**TASK TO COMPLETE:** Return every line from the one containing "like x=466, y=413." down to the one containing "x=456, y=486", both included, reproduced without any change.

--- start DATA SUPPLIED ---

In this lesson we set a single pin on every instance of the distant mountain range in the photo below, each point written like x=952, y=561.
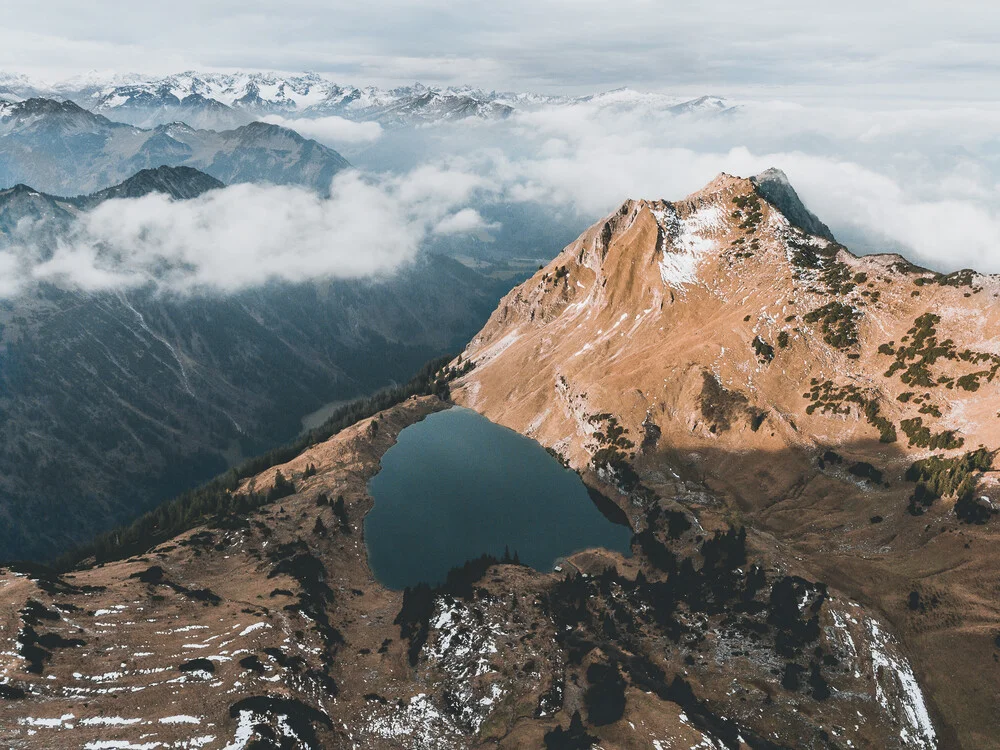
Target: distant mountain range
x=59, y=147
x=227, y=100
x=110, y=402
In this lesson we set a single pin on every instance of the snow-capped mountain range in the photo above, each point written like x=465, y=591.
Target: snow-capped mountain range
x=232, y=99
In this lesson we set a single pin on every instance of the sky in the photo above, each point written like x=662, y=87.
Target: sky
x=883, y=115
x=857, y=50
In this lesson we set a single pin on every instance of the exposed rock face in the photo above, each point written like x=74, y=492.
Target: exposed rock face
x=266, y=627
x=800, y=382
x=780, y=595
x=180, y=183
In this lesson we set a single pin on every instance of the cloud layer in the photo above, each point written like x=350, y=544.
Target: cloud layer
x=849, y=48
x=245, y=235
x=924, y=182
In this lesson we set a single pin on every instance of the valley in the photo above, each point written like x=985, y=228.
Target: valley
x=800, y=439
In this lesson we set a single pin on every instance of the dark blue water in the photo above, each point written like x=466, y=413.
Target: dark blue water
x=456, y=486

--- end DATA SUPPLIED ---
--- start DATA SUPPLIED ---

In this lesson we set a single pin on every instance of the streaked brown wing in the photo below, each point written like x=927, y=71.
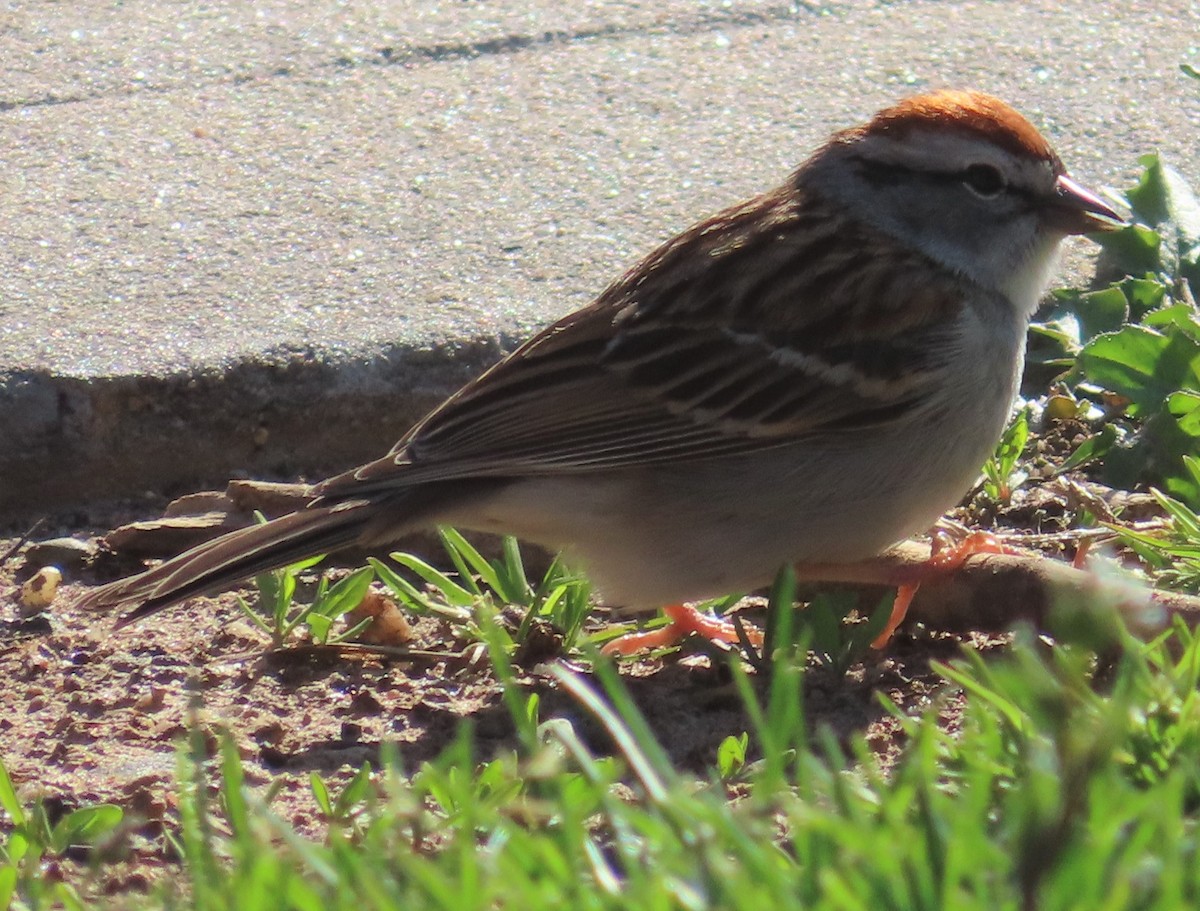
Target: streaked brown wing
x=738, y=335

--- end DATA SUPPLIED ---

**TASK RESULT:**
In this lesson we set a single pin on every instance of the dark blue water in the photo above, each point written like x=466, y=413.
Target: dark blue water
x=456, y=486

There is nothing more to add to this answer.